- DOCUMENT PASSAGE -
>> start
Young Woman Bored by Petr KratochvilIn our society its getting easier and easier to get bored. With so much inundating us all at one time, from the internet, to all the TV shows you “need” to watch to easy access to all sorts of news and information, its easy to get that stuff, absorb it and move on. We are so easily bored that we can’t just stick to one thing at a time, we have to multitask in life, we have to be busy almost 24/7. Like myself, I am online watching a tv show while on my iPad looking up crap at the same time. If there’s ever a slow part of the show I’m watching I go to my iPad to look up stuff online or check on my kingdom on You Rule. This fast paced lifestyle has spilled over, I think, into our relationships.

Now with family and friends, we’re pretty good with for the most part. We do things with them every once in awhile, we don’t see them that often usually because of our hectic work schedules or maybe all these hobbies and events we’re attending, so they seem relatively unharmed by our inability to pay attention for very long. But those people we date, those people we see day in and day out because we’re so madly in love, become a problem.
>> end
Decide whether each statement agrees with the passage on boredom, answering yes or no and quoting the words that settle it: 1. The writer uses an iPad while watching a TV show online. 2. People usually see their family and friends often. 3. The writer thinks the fast-paced lifestyle has reached into relationships.

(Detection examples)
>> start
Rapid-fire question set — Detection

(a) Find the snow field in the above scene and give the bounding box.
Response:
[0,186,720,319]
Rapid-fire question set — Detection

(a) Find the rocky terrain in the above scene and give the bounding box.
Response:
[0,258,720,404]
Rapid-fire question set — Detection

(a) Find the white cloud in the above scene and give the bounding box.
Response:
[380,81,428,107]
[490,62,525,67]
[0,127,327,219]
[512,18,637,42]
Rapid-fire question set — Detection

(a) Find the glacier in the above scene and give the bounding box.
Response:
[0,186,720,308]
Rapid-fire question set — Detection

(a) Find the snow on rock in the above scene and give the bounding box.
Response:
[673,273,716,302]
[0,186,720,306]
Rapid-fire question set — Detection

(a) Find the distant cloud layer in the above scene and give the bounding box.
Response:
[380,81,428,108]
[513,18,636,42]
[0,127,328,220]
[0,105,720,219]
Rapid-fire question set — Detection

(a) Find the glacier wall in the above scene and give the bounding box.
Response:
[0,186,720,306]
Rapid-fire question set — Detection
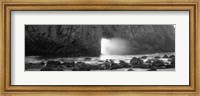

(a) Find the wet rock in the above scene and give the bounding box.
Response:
[145,59,155,64]
[71,62,91,71]
[133,64,149,68]
[163,55,169,58]
[40,67,53,71]
[25,62,45,70]
[111,63,122,70]
[89,65,100,70]
[152,60,166,69]
[169,55,175,58]
[166,65,175,68]
[170,58,175,66]
[99,64,106,70]
[141,56,148,59]
[154,56,160,59]
[130,57,143,65]
[119,60,131,68]
[85,57,92,61]
[46,61,61,68]
[127,68,134,71]
[103,62,111,69]
[147,68,157,71]
[62,61,75,68]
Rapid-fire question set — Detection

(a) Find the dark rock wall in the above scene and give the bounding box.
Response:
[25,25,175,57]
[102,25,175,54]
[25,25,101,56]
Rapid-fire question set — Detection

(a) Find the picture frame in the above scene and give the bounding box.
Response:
[0,0,200,96]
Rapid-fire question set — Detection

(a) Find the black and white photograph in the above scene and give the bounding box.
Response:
[24,24,176,71]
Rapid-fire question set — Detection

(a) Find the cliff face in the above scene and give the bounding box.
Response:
[102,25,175,54]
[25,25,175,56]
[25,25,101,56]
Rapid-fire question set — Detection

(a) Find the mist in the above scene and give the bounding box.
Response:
[101,38,130,55]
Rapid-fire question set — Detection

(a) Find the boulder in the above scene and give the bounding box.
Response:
[119,60,131,68]
[46,61,61,68]
[85,57,92,61]
[170,58,175,67]
[154,56,160,59]
[127,68,134,71]
[133,64,149,68]
[111,63,122,70]
[40,67,53,71]
[71,62,91,71]
[130,57,143,65]
[141,56,148,59]
[147,68,157,71]
[145,59,155,64]
[62,61,75,68]
[169,55,175,58]
[89,64,100,70]
[152,60,166,69]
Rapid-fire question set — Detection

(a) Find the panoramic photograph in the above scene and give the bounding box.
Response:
[24,25,176,71]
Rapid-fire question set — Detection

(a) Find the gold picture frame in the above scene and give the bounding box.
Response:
[0,0,200,96]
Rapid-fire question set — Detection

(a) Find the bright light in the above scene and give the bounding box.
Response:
[101,38,110,55]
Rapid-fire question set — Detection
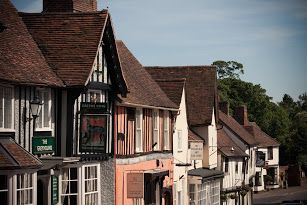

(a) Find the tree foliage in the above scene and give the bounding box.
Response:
[212,60,244,79]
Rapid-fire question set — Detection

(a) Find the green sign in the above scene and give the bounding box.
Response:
[32,136,55,154]
[51,175,59,204]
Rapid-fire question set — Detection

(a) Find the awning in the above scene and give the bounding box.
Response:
[0,137,43,170]
[188,168,224,181]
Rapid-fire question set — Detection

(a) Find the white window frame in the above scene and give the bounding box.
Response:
[82,164,101,205]
[135,108,143,152]
[35,88,52,131]
[177,130,182,152]
[0,84,15,131]
[13,173,37,205]
[163,110,170,150]
[152,110,160,150]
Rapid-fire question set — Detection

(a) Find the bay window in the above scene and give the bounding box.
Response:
[0,85,14,130]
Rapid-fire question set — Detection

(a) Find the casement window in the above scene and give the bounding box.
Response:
[0,175,8,205]
[268,147,273,160]
[36,89,51,130]
[224,157,229,173]
[210,180,220,205]
[16,174,34,205]
[82,165,100,205]
[0,85,14,130]
[189,184,196,205]
[152,110,160,150]
[163,110,170,150]
[61,167,78,205]
[135,108,143,152]
[177,130,182,152]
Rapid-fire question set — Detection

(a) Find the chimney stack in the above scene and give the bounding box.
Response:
[219,101,229,115]
[233,105,249,126]
[43,0,97,12]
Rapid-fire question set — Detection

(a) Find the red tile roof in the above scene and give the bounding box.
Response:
[146,66,217,126]
[217,128,248,157]
[20,10,109,86]
[219,111,258,145]
[0,137,42,170]
[116,40,178,108]
[244,122,280,147]
[156,78,185,108]
[0,0,63,87]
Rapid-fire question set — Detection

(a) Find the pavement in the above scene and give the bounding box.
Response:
[253,177,307,205]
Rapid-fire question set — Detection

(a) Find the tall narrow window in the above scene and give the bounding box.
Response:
[16,174,33,205]
[0,175,8,205]
[36,89,51,129]
[61,167,78,205]
[0,85,14,130]
[177,130,182,151]
[268,147,273,160]
[225,157,229,173]
[152,110,160,150]
[135,108,143,152]
[163,110,170,150]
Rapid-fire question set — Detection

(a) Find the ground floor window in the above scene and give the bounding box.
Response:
[0,175,8,205]
[61,164,101,205]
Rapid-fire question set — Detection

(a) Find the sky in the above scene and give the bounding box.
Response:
[12,0,307,102]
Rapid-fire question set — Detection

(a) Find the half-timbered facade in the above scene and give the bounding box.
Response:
[114,41,178,205]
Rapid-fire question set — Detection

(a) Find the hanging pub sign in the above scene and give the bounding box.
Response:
[80,102,108,152]
[32,136,55,154]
>> end
- FINISHED EXERCISE -
1. Yes: "I am online watching a tv show while on my iPad looking up crap at the same time."
2. No: "we don’t see them that often usually because of our hectic work schedules"
3. Yes: "This fast paced lifestyle has spilled over, I think, into our relationships."